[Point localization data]
=-=-=
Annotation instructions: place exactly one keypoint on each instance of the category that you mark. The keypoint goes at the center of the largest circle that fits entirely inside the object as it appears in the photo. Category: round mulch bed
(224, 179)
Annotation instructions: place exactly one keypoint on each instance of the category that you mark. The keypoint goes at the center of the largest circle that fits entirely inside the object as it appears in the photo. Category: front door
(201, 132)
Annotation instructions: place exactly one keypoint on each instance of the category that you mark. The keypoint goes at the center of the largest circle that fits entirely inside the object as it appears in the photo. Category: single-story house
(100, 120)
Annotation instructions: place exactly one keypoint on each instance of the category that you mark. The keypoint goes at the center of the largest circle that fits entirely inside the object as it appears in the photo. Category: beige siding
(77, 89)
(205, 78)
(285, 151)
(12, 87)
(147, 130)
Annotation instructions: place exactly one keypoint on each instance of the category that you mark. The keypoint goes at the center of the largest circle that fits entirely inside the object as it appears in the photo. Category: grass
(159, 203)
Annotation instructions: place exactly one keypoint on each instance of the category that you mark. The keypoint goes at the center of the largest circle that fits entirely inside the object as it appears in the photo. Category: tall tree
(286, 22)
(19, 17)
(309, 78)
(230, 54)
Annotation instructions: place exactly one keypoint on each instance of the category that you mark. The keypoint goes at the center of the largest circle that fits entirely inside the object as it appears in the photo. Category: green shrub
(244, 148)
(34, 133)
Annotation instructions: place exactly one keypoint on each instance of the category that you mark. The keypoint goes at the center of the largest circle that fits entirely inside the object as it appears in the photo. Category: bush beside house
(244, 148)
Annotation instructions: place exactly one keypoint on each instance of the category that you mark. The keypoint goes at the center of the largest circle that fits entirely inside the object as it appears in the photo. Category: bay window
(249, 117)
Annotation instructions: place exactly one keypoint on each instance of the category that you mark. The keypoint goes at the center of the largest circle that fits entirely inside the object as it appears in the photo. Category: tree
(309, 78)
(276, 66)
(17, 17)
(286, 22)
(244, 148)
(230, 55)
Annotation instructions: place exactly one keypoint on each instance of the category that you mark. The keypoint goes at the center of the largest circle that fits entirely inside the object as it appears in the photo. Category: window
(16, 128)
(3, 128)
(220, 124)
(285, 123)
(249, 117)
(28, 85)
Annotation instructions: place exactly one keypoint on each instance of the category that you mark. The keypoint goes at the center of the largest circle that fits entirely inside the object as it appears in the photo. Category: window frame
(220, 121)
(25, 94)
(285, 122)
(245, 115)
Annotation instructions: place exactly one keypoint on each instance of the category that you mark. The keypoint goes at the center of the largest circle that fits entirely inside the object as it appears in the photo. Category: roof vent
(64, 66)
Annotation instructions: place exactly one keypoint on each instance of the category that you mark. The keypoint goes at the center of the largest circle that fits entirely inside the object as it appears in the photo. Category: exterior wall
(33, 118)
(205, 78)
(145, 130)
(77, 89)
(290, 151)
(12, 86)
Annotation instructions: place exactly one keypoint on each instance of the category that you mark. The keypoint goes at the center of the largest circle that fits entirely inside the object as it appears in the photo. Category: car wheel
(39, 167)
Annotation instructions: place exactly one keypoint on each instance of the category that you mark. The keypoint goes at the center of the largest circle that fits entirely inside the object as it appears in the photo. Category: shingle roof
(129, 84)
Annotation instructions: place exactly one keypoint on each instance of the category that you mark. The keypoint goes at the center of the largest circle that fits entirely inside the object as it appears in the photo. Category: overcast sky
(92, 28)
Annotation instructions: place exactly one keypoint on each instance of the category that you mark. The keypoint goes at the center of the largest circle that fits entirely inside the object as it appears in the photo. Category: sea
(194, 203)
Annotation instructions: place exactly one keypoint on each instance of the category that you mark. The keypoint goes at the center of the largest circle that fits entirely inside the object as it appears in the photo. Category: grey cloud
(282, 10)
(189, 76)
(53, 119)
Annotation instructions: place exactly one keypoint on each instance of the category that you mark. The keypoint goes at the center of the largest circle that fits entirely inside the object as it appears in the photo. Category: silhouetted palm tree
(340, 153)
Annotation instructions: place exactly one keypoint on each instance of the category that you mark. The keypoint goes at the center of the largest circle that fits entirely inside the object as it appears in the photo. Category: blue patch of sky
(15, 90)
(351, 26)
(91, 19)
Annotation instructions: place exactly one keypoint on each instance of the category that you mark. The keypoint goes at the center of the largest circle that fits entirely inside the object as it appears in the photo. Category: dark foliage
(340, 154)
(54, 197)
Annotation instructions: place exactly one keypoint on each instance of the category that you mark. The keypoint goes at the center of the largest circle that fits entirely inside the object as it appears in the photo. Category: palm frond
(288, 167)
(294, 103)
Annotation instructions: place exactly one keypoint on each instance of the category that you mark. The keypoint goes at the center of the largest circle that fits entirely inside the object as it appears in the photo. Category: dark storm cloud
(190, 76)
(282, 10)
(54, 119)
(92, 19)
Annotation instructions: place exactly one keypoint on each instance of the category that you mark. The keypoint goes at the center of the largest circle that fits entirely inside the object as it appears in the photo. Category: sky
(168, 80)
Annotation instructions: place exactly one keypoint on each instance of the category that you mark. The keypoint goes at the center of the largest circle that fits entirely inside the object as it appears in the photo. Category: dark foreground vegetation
=-=-=
Task details: The output should restate the data exactly, with no line missing.

Answer below:
Annotation instructions: place exactly one keypoint on each instance of the category that you mark. The keypoint goes at the center of the largest circle that fits entirely inside the object as it appears in the photo. Category: round mulch bed
(224, 179)
Annotation instructions: place exactly one keypoint on each instance of the category that you mark. The keypoint goes at the center of the largest circle that fits entirely inside the object as it appears in the photo. Category: front door
(201, 132)
Annotation instructions: place exactly one keypoint on each instance of the category that you mark. The keypoint goes at the center of the largest circle that fits entirely inside the object as it appears in the photo. Category: single-story house
(100, 120)
Annotation instructions: place exactly one keypoint on each instance of the category that you mark. The keypoint goes at the center of the largest circle that fits entirely inside the object as it appears in the photo. Category: beige siding
(77, 89)
(205, 78)
(285, 151)
(12, 87)
(147, 130)
Annotation instructions: place exactly one keypoint on each instance of the category that you mark. The keypoint goes at the center of the largest circle that fits entirely inside the object as it appears in the photo. Category: grass
(159, 203)
Annotation instructions: place exactly one keypoint on each instance of the category that you mark. The keypoint goes at the center of the largest circle that fits entirely inside the object as it appears in the photo. Category: tall tree
(286, 22)
(19, 17)
(309, 78)
(230, 54)
Annotation instructions: place exactly one keypoint on each instance of the category that you mark. The keypoint goes at the center of the largest circle that fits entirely inside the object as it appears in the photo. Category: green shrub
(244, 148)
(34, 133)
Annotation instructions: place exactly one keypoint on each instance of the category that you mark. The keypoint goes at the center of the largest circle that fits entirely inside the object as it appears in the photo. Category: bush beside house
(244, 148)
Annotation instructions: place exactly one keypoint on each instance of the category that you mark. The keypoint goes at the center of the largest circle that fits entirely inside the object as it appears in the photo. Category: bay window
(249, 117)
Annotation instructions: place exactly one keypoint on each instance of the category that you mark. The keypoint goes at the center of the largest circle that fits entirely inside the object as it appears in the photo. Category: tree
(309, 78)
(276, 66)
(17, 17)
(286, 22)
(244, 148)
(230, 55)
Annotation instructions: place exactly one keypoint on each instance of the category that you mark. The keypoint goes at the center of the largest circle that fits entirely inside the object as it appears in the photo. Category: window
(16, 128)
(3, 128)
(220, 124)
(285, 123)
(249, 117)
(28, 85)
Annotation instructions: place exactly one keypoint on each instance of the category that you mark. The keypoint goes at the center of the largest circle that fits entirely inside the object as it appears in the photo. Category: window frame
(220, 121)
(25, 94)
(285, 122)
(245, 115)
Annotation instructions: place exactly one keypoint on each instance of the category that you mark. The keypoint goes at the center of the largest circle that fits entirely inside the object as it appears in the photo. Category: roof vent
(64, 66)
Annotation instructions: place exactly one keypoint on each instance of the category that you mark. The keypoint goes at the center of the largest circle that fits entirely inside the object as it appears in the photo. Category: exterior wall
(33, 118)
(205, 78)
(145, 130)
(77, 89)
(290, 151)
(12, 86)
Annotation instructions: place exactly one keypoint on each instance of the category that you mark. The keypoint goes at the center of the largest circle that fits entirely inside the object as it appears in the photo. Category: car wheel
(39, 167)
Annotation instructions: place exactly one keypoint on each instance of the category that you mark. The keypoint goes at the center of the largest circle that fits entirely inside the object as it appears in the photo. Category: shingle roof
(129, 84)
Annotation instructions: place exactly one keypoint on each instance of the category that you mark. The keypoint goes at the center of the largest circle that fits entirely inside the object as it appears in the photo. Category: overcast sky
(92, 28)
Annotation instructions: place exactly one keypoint on each instance of the category that you mark. The keypoint goes at the center of the largest circle that fits entirely inside the object as it appears in the photo. Category: sea
(194, 203)
Annotation instructions: place exactly one keypoint on each instance of the category that you mark. The keypoint goes at the center of the largest circle that fits entirely inside the object as it appears in the photo. Category: grey cloud
(282, 10)
(189, 76)
(53, 119)
Annotation instructions: place exactly one keypoint on each instance of the category that you mark. The keypoint goes at the center of the largest circle that fits entirely inside the object as it appears in the photo. Category: silhouetted palm tree
(340, 153)
Annotation instructions: place exactly one keypoint on each instance of the category that you mark. The keypoint goes at the center of the largest circle that fits entirely inside the object as it appears in the photo. Category: blue patch of sky
(15, 90)
(351, 26)
(91, 19)
Annotation instructions: place exactly one keypoint on each instance of the category that you mark. The keypoint goes at the center of the largest circle that fits entirely inside the object as it appears in the photo. Category: dark foliage
(340, 154)
(54, 197)
Annotation instructions: place exactly one keypoint on each instance of the category that you mark. The keypoint goes at the center of the largest circle that fits entirely inside the object as it appears in the photo. Category: palm frond
(288, 167)
(294, 103)
Annotation instructions: place exactly one keypoint on each instance of the category that you mark. The keypoint goes at the center of the largest circle that fits entirely inside the object as it appears in the photo. Category: dark storm cloud
(190, 76)
(282, 10)
(54, 119)
(92, 19)
Annotation instructions: place exactly one keypoint on each instance of the category that you mark. The keypoint goes at the center of the largest circle that fits entirely inside the object as it appears in the photo. Category: sky
(168, 80)
Annotation instructions: place exactly one keypoint on each instance of the category that you mark. The keypoint goes at the center of the largest circle that fits entirely inside the object as it appears in the photo. Category: dark foreground vegetation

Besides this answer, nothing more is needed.